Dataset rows
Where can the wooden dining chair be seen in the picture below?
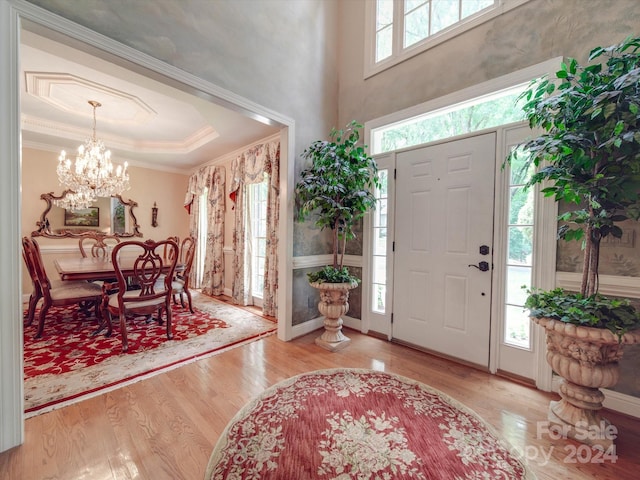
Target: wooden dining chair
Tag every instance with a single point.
(150, 296)
(36, 292)
(55, 293)
(180, 283)
(98, 245)
(167, 251)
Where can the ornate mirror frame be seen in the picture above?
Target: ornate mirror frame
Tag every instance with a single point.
(44, 227)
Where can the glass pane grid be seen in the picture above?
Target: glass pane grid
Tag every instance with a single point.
(517, 325)
(466, 117)
(379, 253)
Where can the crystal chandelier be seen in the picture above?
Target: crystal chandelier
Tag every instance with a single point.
(92, 175)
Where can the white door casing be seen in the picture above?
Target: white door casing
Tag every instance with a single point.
(444, 214)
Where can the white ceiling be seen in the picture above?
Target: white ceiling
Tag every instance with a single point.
(141, 120)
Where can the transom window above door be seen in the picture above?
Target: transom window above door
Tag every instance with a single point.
(399, 29)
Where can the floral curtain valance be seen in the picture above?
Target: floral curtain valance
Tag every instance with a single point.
(250, 166)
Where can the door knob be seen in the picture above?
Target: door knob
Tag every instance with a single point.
(482, 266)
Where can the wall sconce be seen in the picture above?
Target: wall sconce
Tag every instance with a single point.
(154, 215)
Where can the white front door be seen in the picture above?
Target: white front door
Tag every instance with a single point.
(443, 230)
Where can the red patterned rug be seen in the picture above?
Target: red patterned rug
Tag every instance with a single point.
(360, 424)
(69, 363)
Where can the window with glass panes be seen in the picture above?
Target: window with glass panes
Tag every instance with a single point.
(379, 258)
(418, 20)
(257, 193)
(477, 114)
(517, 326)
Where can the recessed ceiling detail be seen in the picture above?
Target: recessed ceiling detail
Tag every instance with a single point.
(71, 94)
(141, 120)
(185, 145)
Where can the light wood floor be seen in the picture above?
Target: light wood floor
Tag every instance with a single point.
(166, 427)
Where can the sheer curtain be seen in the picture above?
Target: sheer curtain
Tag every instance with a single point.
(210, 179)
(251, 167)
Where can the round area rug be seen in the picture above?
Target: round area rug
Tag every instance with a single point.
(360, 424)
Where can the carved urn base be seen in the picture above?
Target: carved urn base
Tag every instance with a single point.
(334, 302)
(587, 360)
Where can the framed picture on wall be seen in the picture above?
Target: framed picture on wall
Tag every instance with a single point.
(83, 217)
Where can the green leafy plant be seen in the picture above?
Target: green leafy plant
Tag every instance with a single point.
(589, 157)
(598, 311)
(338, 188)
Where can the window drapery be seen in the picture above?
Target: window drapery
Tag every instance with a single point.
(251, 167)
(210, 179)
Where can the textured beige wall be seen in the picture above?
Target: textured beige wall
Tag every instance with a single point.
(530, 34)
(147, 186)
(281, 54)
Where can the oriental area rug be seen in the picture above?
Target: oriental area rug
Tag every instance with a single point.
(69, 363)
(360, 424)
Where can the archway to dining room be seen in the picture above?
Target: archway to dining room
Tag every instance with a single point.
(16, 17)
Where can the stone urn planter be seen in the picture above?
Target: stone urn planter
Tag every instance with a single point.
(587, 359)
(334, 302)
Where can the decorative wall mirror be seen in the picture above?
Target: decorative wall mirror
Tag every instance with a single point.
(108, 215)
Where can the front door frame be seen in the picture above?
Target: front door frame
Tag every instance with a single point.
(543, 265)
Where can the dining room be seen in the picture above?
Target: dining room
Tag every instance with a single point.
(164, 137)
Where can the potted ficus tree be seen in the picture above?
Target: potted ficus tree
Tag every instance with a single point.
(587, 156)
(337, 187)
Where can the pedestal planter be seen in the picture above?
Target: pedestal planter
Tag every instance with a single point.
(587, 360)
(334, 302)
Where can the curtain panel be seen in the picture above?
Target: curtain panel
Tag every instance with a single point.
(212, 179)
(248, 168)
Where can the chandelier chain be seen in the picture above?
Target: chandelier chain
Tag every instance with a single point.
(93, 175)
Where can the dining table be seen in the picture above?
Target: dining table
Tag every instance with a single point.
(96, 268)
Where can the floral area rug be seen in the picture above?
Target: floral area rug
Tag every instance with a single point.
(360, 424)
(69, 363)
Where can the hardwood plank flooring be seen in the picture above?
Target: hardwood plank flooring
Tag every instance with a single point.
(165, 427)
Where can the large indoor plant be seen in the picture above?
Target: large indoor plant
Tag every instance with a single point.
(588, 157)
(337, 187)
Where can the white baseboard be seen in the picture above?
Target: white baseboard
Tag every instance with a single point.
(622, 403)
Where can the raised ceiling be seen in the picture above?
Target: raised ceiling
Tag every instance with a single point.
(141, 120)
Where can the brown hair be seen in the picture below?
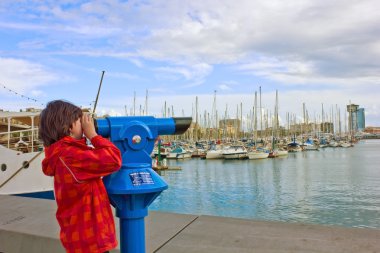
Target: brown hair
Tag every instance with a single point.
(56, 120)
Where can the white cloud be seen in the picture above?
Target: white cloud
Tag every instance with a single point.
(224, 87)
(24, 76)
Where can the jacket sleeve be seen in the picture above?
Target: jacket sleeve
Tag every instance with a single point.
(90, 163)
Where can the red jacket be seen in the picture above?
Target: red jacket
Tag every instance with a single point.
(84, 213)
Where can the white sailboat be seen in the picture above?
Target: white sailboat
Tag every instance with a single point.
(21, 155)
(255, 153)
(235, 152)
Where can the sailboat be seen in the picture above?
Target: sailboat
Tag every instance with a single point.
(21, 155)
(256, 153)
(275, 152)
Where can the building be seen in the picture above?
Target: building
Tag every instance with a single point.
(352, 110)
(361, 119)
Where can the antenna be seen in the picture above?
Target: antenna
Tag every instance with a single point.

What the exercise asks → Rewrite all of the material with every "single point" changed to "single dot" and everything else kept the same, leaving out the pictures.

Exercise answer →
Where can the wooden dining chair be seen in the picture below?
Target: wooden dining chair
Tag every instance with a single dot.
(150, 296)
(36, 292)
(55, 293)
(180, 283)
(98, 245)
(167, 251)
Where can the ornate mirror frame be seen in the picture above?
Target: ornate mirror frame
Tag every instance with a single dot.
(44, 227)
Where can the glass pane grid be seen in the picture above?
Target: glass pane grid
Tag every instance with a single dot.
(517, 325)
(466, 117)
(379, 253)
Where can the crystal chandelier be seen in the picture above?
Target: crystal chandelier
Tag every instance with a single dot.
(92, 175)
Where can the white door casing be seen in the picture above?
Target: white door casing
Tag every instance with a single dot.
(444, 214)
Where can the white ceiling be seen in the picture above?
Target: white ceiling
Tag every instance with a single dot.
(141, 120)
Where can the transom window above door be seen in the picture above?
Target: transom window above door
Tag every instance with a single dot.
(399, 29)
Where can the floral curtain valance be seen in the picture above?
Target: floral curtain valance
Tag every instance with a single dot.
(250, 166)
Where can the door knob be seen in the picture above?
Target: door knob
Tag every instance with a single dot.
(482, 266)
Where can the wall sconce be seen in the picture above?
Target: wall sconce
Tag every instance with a single dot.
(154, 215)
Where can the white front door be seen in the picture above?
Target: white front door
Tag every instance with a single dot.
(443, 230)
Where can the red patterned rug be seen in the picture above?
Target: red patterned rug
Tag every instance with a single dot.
(360, 424)
(69, 363)
Where can the window with glass panes be seen in the picture above?
Target: window with glass panes
Tag every instance with a single dot.
(379, 258)
(418, 20)
(257, 193)
(477, 114)
(517, 326)
Where can the recessed ceiling detail be seen in the picture above?
Target: recessed ceiling detail
Tag every instance with a single dot.
(71, 94)
(141, 120)
(185, 145)
Where can the light wood floor be seen in the picture above?
Target: light wood floor
Tag every instance with a single dot.
(166, 427)
Where can the sheer curtain be seen in the picture above?
Target: sheer curtain
Tag every instance with a single dot.
(210, 179)
(251, 167)
Where can the round area rug be seen in the picture above?
Target: round area rug
Tag every instance with a single dot.
(360, 424)
Where can the carved urn base be seen in the picture above?
Target: carved urn base
Tag every instance with a single dot.
(334, 302)
(587, 360)
Where can the framed picture on wall be seen in the picture above?
Target: framed picture on wall
Tag every instance with a single dot.
(83, 217)
Where can the green leafy plant be seen in the picture above?
Target: green leafy plant
Tag every instance with a single dot.
(589, 157)
(598, 311)
(338, 188)
Where can the window drapery be seen in the picture above?
Target: window drapery
Tag every instance with a single dot.
(251, 167)
(210, 179)
Where can the textured beige wall be seen in the picture above?
Target: textured beige wall
Tag every instance with a single dot.
(530, 34)
(147, 186)
(281, 54)
Where can the oriental area rug be seen in the picture above?
Target: oriental area rug
Tag every instance with a single dot.
(69, 363)
(360, 424)
Where can the archway to dining room be seen in the picture above?
Target: archway to dining room
Tag every instance with a single dot.
(16, 17)
Where can the stone urn planter be seen in the picture above?
Target: stone urn planter
Tag every instance with a single dot.
(587, 359)
(334, 302)
Where can the decorative wall mirror be seen in the picture above?
Target: decorative wall mirror
Tag every instance with a single dot.
(108, 215)
Where can the front door frame be seen in the picture above?
Target: front door frame
Tag every instance with a single dot.
(543, 265)
Where can the dining room be seen in the picture above?
Target: dining room
Tag every instance with a single dot.
(164, 137)
Where can the potted ficus tree be seen in the picture above?
Target: potted ficus tree
Tag every instance with a single dot.
(587, 156)
(337, 187)
Where can the pedestal planter be seen in the picture above?
Target: pedestal planter
Tag every instance with a single dot.
(587, 360)
(334, 302)
Where can the curtain panel be seen in the picture above?
Target: curtain panel
Tag every instance with a single dot.
(212, 179)
(248, 168)
Where can the chandelier chain be seen in the picture above?
Target: chandelier chain
Tag every instance with a single dot.
(93, 175)
Where can the dining table be seen in the picture above?
Target: dining table
Tag every instance with a single dot.
(96, 268)
Where can the floral area rug be seen in the picture above?
Target: floral area rug
Tag every instance with a single dot.
(360, 424)
(69, 363)
Where can the hardwood plank flooring be seen in the picture above?
Target: hardwood plank flooring
Tag every instance with a single dot.
(165, 427)
Where can the large indoor plant be seen in the picture above?
Target: large indoor plant
Tag every instance with a single dot.
(588, 157)
(337, 187)
Where can the white baseboard be seen in the picture above?
Target: white baseboard
Tag every instance with a single dot.
(622, 403)
Where can the raised ceiling be seen in the picture above?
Target: raised ceiling
Tag every instance with a single dot.
(141, 120)
Where can the brown hair be seen in the picture below?
Target: brown hair
Tag every instance with a single dot.
(56, 120)
Where can the white cloud be seen in the picture above?
Target: white cloud
Tag every instance with a single dot.
(224, 87)
(24, 76)
Where can the jacket sleeve be seen in the picture above?
Target: jacket sleeve
Tag every instance with a single dot.
(90, 163)
Where can the red jacket be seen in the picture above?
Target: red jacket
Tag every instance with a single dot.
(84, 213)
Where can the white sailboat be seen in the picture above?
Target: white sailboat
Tag every instance with a single dot.
(21, 155)
(255, 153)
(235, 152)
Where can the sailboat be seen in the picture above?
Target: sailboat
Tag every instance with a single dot.
(21, 155)
(256, 153)
(275, 152)
Where can the building be seen in the picture above?
Target: building
Tag every instance with a single dot.
(352, 110)
(361, 119)
Where can the antenna be seen in the picture above?
Target: antenna
Tag every instance with a single dot.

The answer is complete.